**Reading passage:**
Lamar Odom’s mother Cathy passed away from stomach cancer nine years ago. Lamar has since launched a charity for cancer research named, Cathy’s Kids, with the goal to provide assistance to those suffering from the disease and aid in research for a cure. A new ESPN report indicates that none of the funds from the charity have gone to cancer research but instead have financed two AAU travel basketball teams:
In 2004, Odom founded Cathy’s Kids, named after his mother who the NBA forward says died from cancer. But eight years of tax records reveal that Cathy’s Kids never gave any grant money to cancer-related causes and that the charity primarily existed to finance two elite youth basketball travel teams. Of the $2.2 million raised by the charity, at least 60 percent — $1.3 million — went to those AAU teams.
The only paid executive was Jerry DeGregorio, now an assistant coach with the Golden State Warriors. He was Odom’s high school coach and best man in his wedding to reality TV star Khloe Kardashian. As secretary of Cathy’s Kids from 2004 through 2011, DeGregorio made a median annual salary of about $72,000, while the charity operated at a loss since its inception…
But Odom’s wasn’t the only charity the piece investigated and discovered that there might be discrepancies. Baron Davis’s “La Stars” charity, Alex Rodriguez and Randy Moss’ charity foundations were all investigated and found to be dormant or lacking donations over the past few years.
I worked in sports and brand marketing for Nike, one piece of advice I would give to athletes looking to start charitable foundations is to link up with charities already in existence. Often times, the people who are put in charge to run the athlete’s foundation may not be well versed in what’s required to legally be deemed a charity. Not that there is necessarily any ill intent, just a lack of knowledge.

**Information shown:**
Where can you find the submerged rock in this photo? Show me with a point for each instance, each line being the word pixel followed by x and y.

**Required tasks:**
1. Answer these questions about the passage on Lamar Odom's charity.
(a) In what year did Odom found Cathy's Kids?
(b) How much money did the charity raise in total?
(c) What median annual salary did Jerry DeGregorio make as secretary of Cathy's Kids?
2. In the passage on Lamar Odom's charity, rewrite the part from "I worked in" to "lack of knowledge.", swapping "Nike" for "Adidas".

**Task-by-task outputs:**
1.
(a) 2004
(b) $2.2 million
(c) About $72,000

2.
I worked in sports and brand marketing for Adidas, one piece of advice I would give to athletes looking to start charitable foundations is to link up with charities already in existence. Often times, the people who are put in charge to run the athlete’s foundation may not be well versed in what’s required to legally be deemed a charity. Not that there is necessarily any ill intent, just a lack of knowledge.